Items from a dataset:
·····

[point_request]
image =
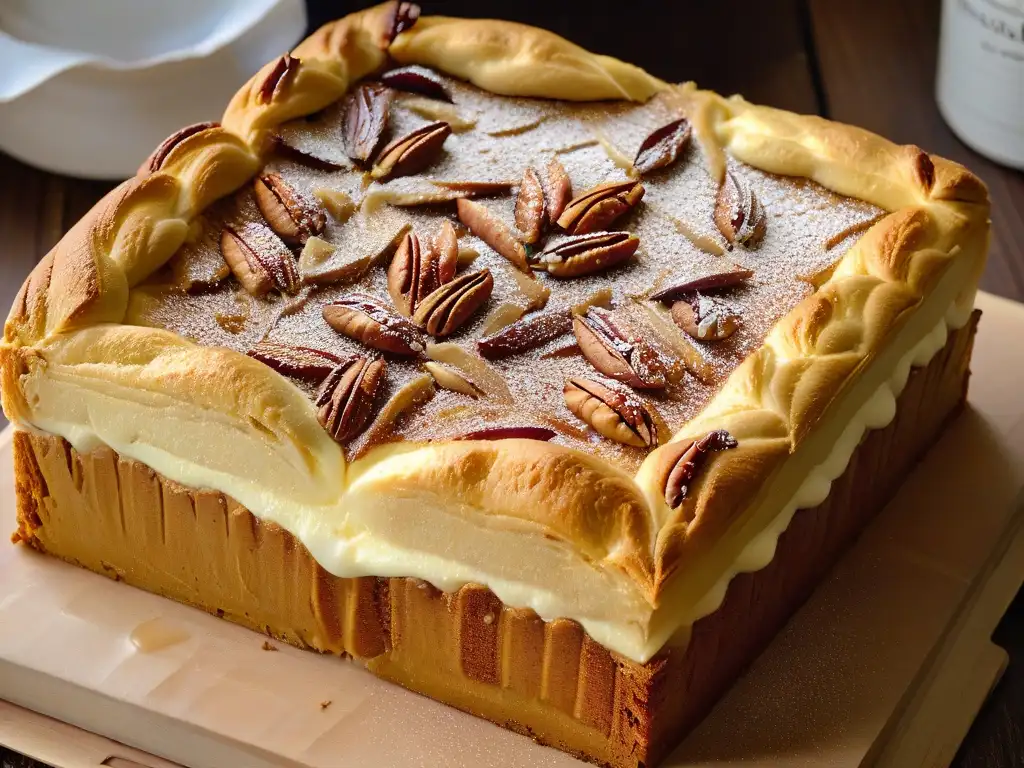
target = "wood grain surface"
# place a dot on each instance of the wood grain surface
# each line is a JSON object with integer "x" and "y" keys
{"x": 870, "y": 62}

·····

To do
Every line above needs to be written out again as it stands. Pictures do not belong in the copy.

Final answer
[point_request]
image =
target = "wood grain surface"
# place a dot on each instance of the wood grain surface
# each line is a JSON object with integer "x" and "y" keys
{"x": 870, "y": 62}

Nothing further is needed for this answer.